**課題内容 A**
この本文について、次の問いに答えてください。
(i) ヴィルマさんは博士課程で何について研究しましたか?
(ii) リトアニアがEUに加盟したのは何年ですか?
(iii) ヴィタウタス・マグヌス大学はリトアニア国内で何番目に大きな規模の大学ですか?

留学生の「家族」として寄り添う

今回はヴィタウタス・マグヌス大学教育アカデミー(Vytautas Magnus University Education Academy)で留学生向けのリトアニア語プログラムを担当しているVilma Vilkaitė-Leonavičienė (以下ヴィルマ)さんにお話を伺いました。

ヴィルマさん(画像 ヴィルマさん提供)

リトアニア語と共にある自分

小さな村で育ったヴィルマさんはヴィリニュス大学の大学院修士課程までの5年間リトアニア文学を専攻し、博士課程では外国人のリトアニア語学習教育について研究し、論文を執筆しました。
その後、ヴィリニュス大学のリトアニア語教員となり、リトアニア独立後にリトアニア在住のロシア系、ポーランド系住民がリトアニア国籍取得を目的とした、リトアニア語教育に携わりました。その後、2004年にリトアニアがEUに加盟し、EU内において学生の交流を目指す「エラスムスプログラム」でリトアニアに来た学生にリトアニア語を教えました。
その後、ヴィルマさんは自ら海外に赴き、海外在住リトアニア人やその他多くの外国人に出会い、人々にリトアニア語を教えました。海外でリトアニア語を教えると、自分とリトアニア語の関係が変わってくることを感じました。リトアニア語はまるで音楽のように美しく、リトアニア語を教えている時は幸せを感じ、言語は自分の人生と共にあると気づいたのです。

リトアニア語学習者が集まる大家族

リトアニアが独立してからは、15の大学が新設されましたが、その後は海外に行くリトアニアの学生が多くなり、国内の大学生の人数が少なくなったため、教育再編と大学の合併が行われ大学の名前も変わりました。ヴィルマさんの所属している大学も例に漏れず、様々な統廃合の末に、ヴィタウタス・マグヌス大学の一部となりました。ヴィタウタス・マグヌス大学は、ヴィリニュス大学に続いてリトアニア国内で二番目に大きな規模の大学です。現在ヴィルマさんは、リトアニア語インターナショナルプログラムセンターのリーダーを勤めています。

2003年にヴィルマさんはたったひとりでエラスムスプログラムのリトアニア語1年コースを作り始めました。そして、リトアニアを訪れる留学生を空港に迎えに行き、寮まで送り届けひとりずつ名前を覚えました。手作りのプログラムでしたが、なんとそのプログラムはEUの中で最も優れたプログラムとしてスウェーデンのコペンハーゲンで表彰されました。

**課題内容 B**
一覧の中で「soil」という語を含む行は何行ありますか?数だけを答えてください。

**データ一覧**
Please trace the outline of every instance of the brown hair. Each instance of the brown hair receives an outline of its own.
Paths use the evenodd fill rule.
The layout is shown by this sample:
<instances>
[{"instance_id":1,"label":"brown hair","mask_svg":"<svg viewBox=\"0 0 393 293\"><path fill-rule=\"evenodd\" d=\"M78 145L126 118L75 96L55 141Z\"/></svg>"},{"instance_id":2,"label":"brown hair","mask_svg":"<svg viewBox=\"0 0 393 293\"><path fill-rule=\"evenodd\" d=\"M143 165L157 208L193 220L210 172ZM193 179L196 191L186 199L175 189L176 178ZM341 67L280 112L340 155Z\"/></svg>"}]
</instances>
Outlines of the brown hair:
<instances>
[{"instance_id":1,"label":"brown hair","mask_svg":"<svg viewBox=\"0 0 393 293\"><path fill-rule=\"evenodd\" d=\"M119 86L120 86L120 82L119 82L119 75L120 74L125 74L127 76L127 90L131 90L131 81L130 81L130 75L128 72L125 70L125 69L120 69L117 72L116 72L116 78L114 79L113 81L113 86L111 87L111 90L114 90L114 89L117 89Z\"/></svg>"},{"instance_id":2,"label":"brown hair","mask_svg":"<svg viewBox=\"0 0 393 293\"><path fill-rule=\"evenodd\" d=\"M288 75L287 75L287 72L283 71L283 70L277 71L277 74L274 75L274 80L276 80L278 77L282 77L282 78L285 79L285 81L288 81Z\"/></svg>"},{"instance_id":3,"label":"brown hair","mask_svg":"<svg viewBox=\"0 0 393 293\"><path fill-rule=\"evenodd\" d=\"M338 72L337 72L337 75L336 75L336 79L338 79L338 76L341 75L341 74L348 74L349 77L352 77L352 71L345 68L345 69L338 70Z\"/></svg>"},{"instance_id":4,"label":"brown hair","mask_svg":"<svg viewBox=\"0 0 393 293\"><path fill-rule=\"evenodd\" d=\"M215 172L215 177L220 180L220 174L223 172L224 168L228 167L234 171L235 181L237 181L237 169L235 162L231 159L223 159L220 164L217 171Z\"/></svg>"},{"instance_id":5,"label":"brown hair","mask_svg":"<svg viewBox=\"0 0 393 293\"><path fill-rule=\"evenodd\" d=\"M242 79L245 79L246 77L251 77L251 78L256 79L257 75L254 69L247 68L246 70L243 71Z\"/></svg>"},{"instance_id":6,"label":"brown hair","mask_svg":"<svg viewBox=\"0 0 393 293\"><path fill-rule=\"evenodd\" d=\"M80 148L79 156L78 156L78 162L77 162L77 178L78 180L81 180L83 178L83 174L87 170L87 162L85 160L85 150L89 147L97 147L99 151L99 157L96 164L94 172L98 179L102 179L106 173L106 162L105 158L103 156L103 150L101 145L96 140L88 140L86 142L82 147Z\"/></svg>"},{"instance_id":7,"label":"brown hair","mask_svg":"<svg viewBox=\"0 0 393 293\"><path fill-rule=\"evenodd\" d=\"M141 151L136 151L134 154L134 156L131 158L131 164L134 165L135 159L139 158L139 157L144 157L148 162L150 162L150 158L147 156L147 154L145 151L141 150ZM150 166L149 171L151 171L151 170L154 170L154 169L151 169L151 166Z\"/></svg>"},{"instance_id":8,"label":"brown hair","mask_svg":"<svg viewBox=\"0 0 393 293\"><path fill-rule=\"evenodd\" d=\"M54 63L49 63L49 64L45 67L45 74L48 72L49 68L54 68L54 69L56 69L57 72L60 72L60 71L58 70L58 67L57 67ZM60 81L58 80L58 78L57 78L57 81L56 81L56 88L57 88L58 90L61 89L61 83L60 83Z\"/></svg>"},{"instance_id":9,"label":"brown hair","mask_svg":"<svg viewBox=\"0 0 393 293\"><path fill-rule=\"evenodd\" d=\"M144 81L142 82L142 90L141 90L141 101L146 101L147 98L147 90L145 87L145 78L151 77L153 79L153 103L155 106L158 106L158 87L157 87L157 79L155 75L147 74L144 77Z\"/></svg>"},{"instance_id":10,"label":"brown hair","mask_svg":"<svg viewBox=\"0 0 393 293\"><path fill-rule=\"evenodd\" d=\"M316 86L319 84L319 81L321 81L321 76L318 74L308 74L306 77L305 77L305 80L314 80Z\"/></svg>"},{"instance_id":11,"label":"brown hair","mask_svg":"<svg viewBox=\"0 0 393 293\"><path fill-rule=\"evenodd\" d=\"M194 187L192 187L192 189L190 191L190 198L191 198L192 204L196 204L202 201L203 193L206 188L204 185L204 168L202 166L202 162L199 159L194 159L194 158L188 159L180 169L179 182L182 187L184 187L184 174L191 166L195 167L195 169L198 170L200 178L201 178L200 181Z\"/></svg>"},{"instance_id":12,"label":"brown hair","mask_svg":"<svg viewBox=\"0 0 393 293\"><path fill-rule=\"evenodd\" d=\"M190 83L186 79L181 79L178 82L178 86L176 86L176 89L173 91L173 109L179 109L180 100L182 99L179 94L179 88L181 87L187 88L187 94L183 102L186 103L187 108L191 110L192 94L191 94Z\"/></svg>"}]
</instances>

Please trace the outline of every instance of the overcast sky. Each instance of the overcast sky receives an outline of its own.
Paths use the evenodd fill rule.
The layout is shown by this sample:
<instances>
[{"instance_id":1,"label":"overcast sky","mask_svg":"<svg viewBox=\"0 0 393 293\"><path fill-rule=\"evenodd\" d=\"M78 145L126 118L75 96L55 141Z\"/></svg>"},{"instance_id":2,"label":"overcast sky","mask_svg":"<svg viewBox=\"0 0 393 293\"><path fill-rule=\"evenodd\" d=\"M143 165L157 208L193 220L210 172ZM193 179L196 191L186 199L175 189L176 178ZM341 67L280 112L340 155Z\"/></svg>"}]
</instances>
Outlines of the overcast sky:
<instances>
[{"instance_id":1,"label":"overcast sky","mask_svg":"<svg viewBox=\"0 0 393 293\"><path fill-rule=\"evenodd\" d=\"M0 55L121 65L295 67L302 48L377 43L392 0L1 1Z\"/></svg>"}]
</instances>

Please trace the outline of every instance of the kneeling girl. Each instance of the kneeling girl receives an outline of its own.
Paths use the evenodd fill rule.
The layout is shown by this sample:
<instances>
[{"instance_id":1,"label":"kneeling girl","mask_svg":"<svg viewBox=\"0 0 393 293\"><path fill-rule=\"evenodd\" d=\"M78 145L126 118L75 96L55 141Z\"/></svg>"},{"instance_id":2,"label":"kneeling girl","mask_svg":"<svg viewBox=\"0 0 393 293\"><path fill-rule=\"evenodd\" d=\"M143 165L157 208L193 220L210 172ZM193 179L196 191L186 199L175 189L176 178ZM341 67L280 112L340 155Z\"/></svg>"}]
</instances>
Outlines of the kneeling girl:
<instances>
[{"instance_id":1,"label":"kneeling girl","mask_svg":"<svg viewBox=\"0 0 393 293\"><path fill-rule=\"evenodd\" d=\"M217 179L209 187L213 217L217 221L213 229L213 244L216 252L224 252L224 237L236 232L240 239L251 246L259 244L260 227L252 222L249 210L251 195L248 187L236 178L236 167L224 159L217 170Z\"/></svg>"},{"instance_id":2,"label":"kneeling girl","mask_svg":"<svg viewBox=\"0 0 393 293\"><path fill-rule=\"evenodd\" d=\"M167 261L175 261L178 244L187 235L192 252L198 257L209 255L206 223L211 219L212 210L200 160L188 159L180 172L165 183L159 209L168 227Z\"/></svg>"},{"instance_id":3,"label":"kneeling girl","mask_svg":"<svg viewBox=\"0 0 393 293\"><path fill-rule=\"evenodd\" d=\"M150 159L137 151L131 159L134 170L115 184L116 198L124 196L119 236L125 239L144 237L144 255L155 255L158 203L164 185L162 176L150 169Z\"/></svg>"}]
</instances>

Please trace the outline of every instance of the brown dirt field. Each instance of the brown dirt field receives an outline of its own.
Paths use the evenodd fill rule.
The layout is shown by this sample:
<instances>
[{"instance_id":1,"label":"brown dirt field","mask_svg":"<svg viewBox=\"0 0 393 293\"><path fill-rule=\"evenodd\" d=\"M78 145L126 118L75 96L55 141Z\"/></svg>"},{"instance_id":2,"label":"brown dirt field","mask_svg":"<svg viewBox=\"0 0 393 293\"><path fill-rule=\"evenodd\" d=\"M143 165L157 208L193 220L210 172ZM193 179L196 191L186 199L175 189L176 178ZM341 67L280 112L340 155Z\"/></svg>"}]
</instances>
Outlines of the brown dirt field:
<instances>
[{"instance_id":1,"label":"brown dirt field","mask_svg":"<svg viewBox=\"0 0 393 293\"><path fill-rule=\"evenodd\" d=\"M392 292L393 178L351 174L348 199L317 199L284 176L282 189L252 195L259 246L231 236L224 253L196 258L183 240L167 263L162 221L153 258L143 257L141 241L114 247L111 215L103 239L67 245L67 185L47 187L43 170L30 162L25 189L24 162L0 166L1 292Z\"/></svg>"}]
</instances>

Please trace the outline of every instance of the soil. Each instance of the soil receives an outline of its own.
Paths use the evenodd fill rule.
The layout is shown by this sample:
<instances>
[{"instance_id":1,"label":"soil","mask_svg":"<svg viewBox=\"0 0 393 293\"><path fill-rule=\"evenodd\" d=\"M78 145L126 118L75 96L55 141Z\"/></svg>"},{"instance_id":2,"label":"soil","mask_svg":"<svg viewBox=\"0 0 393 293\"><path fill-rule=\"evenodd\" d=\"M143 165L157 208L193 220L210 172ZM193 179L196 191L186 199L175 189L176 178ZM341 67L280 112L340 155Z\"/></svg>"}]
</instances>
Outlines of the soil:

**課題の出力 A**
(i) 外国人のリトアニア語学習教育について研究しました。
(ii) 2004年です。
(iii) ヴィリニュス大学に続いて二番目です。

**課題の出力 B**
3